*PROBLEM*: Turn the records below into a numbered list, one entry per line, leaving out any blank lines.

*MATERIAL FOR THIS EXERCISE*:
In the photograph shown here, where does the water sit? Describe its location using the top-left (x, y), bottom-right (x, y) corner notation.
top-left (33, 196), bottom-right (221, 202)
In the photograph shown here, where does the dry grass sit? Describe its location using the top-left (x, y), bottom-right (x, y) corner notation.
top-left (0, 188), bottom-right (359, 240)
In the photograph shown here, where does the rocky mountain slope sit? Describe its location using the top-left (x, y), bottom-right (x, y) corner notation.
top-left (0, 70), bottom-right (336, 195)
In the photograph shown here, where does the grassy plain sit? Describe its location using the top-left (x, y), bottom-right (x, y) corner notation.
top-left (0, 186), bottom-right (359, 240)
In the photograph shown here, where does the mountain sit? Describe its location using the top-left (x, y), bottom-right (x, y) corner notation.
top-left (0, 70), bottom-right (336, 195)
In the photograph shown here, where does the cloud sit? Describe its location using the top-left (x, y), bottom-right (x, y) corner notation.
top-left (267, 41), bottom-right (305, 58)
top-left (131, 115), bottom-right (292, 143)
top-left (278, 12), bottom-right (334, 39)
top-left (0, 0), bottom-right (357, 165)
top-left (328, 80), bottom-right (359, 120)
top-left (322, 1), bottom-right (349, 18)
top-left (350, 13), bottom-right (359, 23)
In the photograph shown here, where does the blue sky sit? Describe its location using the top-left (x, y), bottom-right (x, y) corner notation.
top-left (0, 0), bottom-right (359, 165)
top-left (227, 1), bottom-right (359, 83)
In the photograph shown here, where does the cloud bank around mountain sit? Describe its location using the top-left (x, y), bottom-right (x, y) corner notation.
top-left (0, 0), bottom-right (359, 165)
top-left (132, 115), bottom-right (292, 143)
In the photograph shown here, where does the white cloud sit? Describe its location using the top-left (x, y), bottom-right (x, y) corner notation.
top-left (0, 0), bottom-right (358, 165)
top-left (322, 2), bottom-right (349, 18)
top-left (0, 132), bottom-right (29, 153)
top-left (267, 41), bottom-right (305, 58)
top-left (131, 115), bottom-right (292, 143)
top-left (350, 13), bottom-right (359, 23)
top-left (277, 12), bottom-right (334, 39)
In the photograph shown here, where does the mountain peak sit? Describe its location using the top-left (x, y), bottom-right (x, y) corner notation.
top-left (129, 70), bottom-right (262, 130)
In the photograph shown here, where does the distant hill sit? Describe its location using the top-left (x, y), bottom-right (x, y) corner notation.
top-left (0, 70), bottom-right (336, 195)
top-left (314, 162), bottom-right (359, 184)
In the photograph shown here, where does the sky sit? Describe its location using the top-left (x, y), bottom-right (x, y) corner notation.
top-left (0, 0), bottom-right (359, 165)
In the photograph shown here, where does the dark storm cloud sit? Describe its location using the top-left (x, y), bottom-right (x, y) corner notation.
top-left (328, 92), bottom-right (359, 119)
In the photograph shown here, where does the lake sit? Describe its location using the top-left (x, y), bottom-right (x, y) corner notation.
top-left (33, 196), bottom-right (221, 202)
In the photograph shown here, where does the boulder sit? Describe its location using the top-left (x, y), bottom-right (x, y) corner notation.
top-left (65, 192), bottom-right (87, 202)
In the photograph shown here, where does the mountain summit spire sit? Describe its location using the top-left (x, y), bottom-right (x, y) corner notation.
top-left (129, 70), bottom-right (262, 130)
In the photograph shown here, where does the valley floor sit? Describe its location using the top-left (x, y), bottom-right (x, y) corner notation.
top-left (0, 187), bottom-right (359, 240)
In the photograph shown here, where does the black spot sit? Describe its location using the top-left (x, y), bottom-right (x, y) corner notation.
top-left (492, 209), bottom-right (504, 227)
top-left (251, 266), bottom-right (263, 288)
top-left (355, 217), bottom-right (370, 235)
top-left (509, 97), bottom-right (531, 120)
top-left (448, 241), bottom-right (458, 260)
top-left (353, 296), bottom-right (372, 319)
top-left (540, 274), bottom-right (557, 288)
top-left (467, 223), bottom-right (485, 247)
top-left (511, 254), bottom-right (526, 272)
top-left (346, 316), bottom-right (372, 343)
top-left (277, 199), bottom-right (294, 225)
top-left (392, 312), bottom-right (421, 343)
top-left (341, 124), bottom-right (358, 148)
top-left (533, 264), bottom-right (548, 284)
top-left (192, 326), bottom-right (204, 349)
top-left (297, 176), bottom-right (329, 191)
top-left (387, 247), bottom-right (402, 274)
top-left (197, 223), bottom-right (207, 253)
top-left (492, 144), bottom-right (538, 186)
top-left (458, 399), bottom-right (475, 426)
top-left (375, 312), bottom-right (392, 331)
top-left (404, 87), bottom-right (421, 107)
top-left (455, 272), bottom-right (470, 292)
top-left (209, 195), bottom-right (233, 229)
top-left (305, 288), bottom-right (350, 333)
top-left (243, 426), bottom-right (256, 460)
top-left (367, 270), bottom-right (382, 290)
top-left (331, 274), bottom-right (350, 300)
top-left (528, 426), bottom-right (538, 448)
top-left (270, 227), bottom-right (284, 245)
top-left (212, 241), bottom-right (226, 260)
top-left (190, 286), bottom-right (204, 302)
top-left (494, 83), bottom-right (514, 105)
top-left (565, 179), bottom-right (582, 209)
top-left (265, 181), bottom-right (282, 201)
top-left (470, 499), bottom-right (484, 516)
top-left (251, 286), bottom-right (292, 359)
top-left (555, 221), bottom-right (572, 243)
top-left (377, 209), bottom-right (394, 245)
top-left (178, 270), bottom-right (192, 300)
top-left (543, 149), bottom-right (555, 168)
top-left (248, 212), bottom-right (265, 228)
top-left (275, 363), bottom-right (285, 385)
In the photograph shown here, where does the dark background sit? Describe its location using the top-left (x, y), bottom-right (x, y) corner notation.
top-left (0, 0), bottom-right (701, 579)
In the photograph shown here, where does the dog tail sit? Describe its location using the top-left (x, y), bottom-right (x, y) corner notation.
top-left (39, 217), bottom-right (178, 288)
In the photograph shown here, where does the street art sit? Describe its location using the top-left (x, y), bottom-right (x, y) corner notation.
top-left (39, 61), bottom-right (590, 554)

*EXERCISE RESPONSE*:
1. In the photograph shown here, where does the water sit? Describe its location using the top-left (x, y), bottom-right (x, y) corner notation.
2. top-left (33, 196), bottom-right (221, 202)
3. In the photograph shown here, where does the dry grass sit? Describe its location using the top-left (x, y), bottom-right (x, y) corner notation.
4. top-left (0, 188), bottom-right (359, 240)
5. In the photograph shown here, where does the rocky mountain slope sit? Describe its location using the top-left (x, y), bottom-right (x, y) corner notation.
6. top-left (0, 70), bottom-right (336, 195)
7. In the photograph shown here, where does the grassy plain sit? Describe its location using the top-left (x, y), bottom-right (x, y) corner notation.
8. top-left (0, 186), bottom-right (359, 240)
9. In the photograph shown here, where does the mountain sit? Describe its location using the top-left (x, y), bottom-right (x, y) corner notation.
10. top-left (0, 70), bottom-right (336, 195)
11. In the photograph shown here, where does the cloud sit? Describe its location using the top-left (x, y), bottom-right (x, y) corner notation.
12. top-left (267, 41), bottom-right (305, 58)
13. top-left (131, 115), bottom-right (292, 143)
14. top-left (278, 12), bottom-right (334, 39)
15. top-left (0, 0), bottom-right (357, 165)
16. top-left (328, 80), bottom-right (359, 120)
17. top-left (322, 1), bottom-right (349, 18)
18. top-left (350, 13), bottom-right (359, 23)
19. In the photograph shown here, where does the blue sky sit? Describe its location using the top-left (x, y), bottom-right (x, y) corner notation.
20. top-left (0, 0), bottom-right (359, 165)
21. top-left (227, 1), bottom-right (359, 83)
22. In the photograph shown here, where does the cloud bank around mountain sit? Describe its location using the top-left (x, y), bottom-right (x, y) corner notation.
23. top-left (0, 0), bottom-right (359, 165)
24. top-left (132, 115), bottom-right (292, 143)
25. In the photograph shown here, where does the white cloud sit? Describe its location using the top-left (x, y), bottom-right (x, y) corner notation.
26. top-left (0, 0), bottom-right (358, 165)
27. top-left (322, 2), bottom-right (349, 18)
28. top-left (0, 132), bottom-right (29, 153)
29. top-left (267, 41), bottom-right (305, 58)
30. top-left (131, 115), bottom-right (292, 143)
31. top-left (350, 13), bottom-right (359, 23)
32. top-left (277, 12), bottom-right (334, 39)
33. In the photograph shown here, where does the mountain peak sit? Describe its location using the top-left (x, y), bottom-right (x, y) corner notation.
34. top-left (129, 70), bottom-right (262, 130)
35. In the photograph shown here, where does the distant hill sit? Describe its location using the top-left (x, y), bottom-right (x, y) corner notation.
36. top-left (0, 70), bottom-right (336, 195)
37. top-left (314, 162), bottom-right (359, 184)
38. In the photograph shown here, where does the sky sit? Describe its location using the top-left (x, y), bottom-right (x, y) corner notation.
39. top-left (0, 0), bottom-right (359, 165)
40. In the photograph shown here, where does the dark storm cloud sit? Describe its location using the top-left (x, y), bottom-right (x, y) corner notation.
41. top-left (328, 92), bottom-right (359, 119)
42. In the photograph shown here, where does the lake sit? Describe its location using the top-left (x, y), bottom-right (x, y) corner notation.
43. top-left (33, 196), bottom-right (221, 202)
44. In the photograph shown here, where does the boulder sit? Describe its location using the top-left (x, y), bottom-right (x, y) corner notation.
45. top-left (65, 192), bottom-right (87, 202)
46. In the photograph shown here, where does the mountain summit spire sit? Describe its location using the top-left (x, y), bottom-right (x, y) corner notation.
47. top-left (129, 70), bottom-right (262, 130)
48. In the photograph shown here, where does the valley floor sit? Describe its location using the top-left (x, y), bottom-right (x, y) corner notation.
49. top-left (0, 187), bottom-right (359, 240)
50. In the photograph shown here, where does the black spot sit? Describe its location using the top-left (x, y), bottom-right (x, y) corner notation.
51. top-left (492, 209), bottom-right (504, 227)
52. top-left (251, 266), bottom-right (263, 288)
53. top-left (355, 217), bottom-right (370, 235)
54. top-left (509, 97), bottom-right (531, 120)
55. top-left (448, 241), bottom-right (458, 260)
56. top-left (353, 296), bottom-right (372, 319)
57. top-left (540, 274), bottom-right (557, 288)
58. top-left (467, 223), bottom-right (485, 247)
59. top-left (511, 254), bottom-right (526, 272)
60. top-left (346, 316), bottom-right (372, 343)
61. top-left (277, 199), bottom-right (294, 225)
62. top-left (392, 312), bottom-right (421, 343)
63. top-left (341, 124), bottom-right (358, 148)
64. top-left (533, 264), bottom-right (548, 284)
65. top-left (192, 326), bottom-right (204, 349)
66. top-left (297, 176), bottom-right (329, 191)
67. top-left (387, 247), bottom-right (402, 274)
68. top-left (197, 223), bottom-right (207, 253)
69. top-left (492, 144), bottom-right (538, 186)
70. top-left (458, 399), bottom-right (475, 426)
71. top-left (375, 312), bottom-right (392, 331)
72. top-left (404, 87), bottom-right (421, 107)
73. top-left (455, 272), bottom-right (470, 292)
74. top-left (209, 195), bottom-right (233, 229)
75. top-left (305, 288), bottom-right (350, 333)
76. top-left (243, 426), bottom-right (256, 460)
77. top-left (367, 270), bottom-right (382, 290)
78. top-left (331, 274), bottom-right (350, 300)
79. top-left (528, 426), bottom-right (538, 448)
80. top-left (270, 227), bottom-right (284, 245)
81. top-left (212, 241), bottom-right (226, 260)
82. top-left (190, 286), bottom-right (204, 302)
83. top-left (494, 83), bottom-right (514, 105)
84. top-left (565, 179), bottom-right (582, 209)
85. top-left (265, 181), bottom-right (282, 201)
86. top-left (470, 499), bottom-right (484, 516)
87. top-left (251, 286), bottom-right (292, 359)
88. top-left (555, 221), bottom-right (572, 243)
89. top-left (377, 209), bottom-right (394, 245)
90. top-left (178, 270), bottom-right (192, 300)
91. top-left (543, 149), bottom-right (555, 168)
92. top-left (248, 212), bottom-right (265, 228)
93. top-left (275, 363), bottom-right (285, 385)
94. In the photograph shown here, where does the dark background sit? Describe its location using the top-left (x, y), bottom-right (x, y) corner notation.
95. top-left (0, 0), bottom-right (701, 579)
96. In the photograph shown here, where does the dog tail sit? Describe its location using the top-left (x, y), bottom-right (x, y) corner notation.
97. top-left (39, 217), bottom-right (178, 288)
98. In the photograph shown here, where does the street art sit? Describe its location using the top-left (x, y), bottom-right (x, y) corner notation.
99. top-left (39, 61), bottom-right (590, 554)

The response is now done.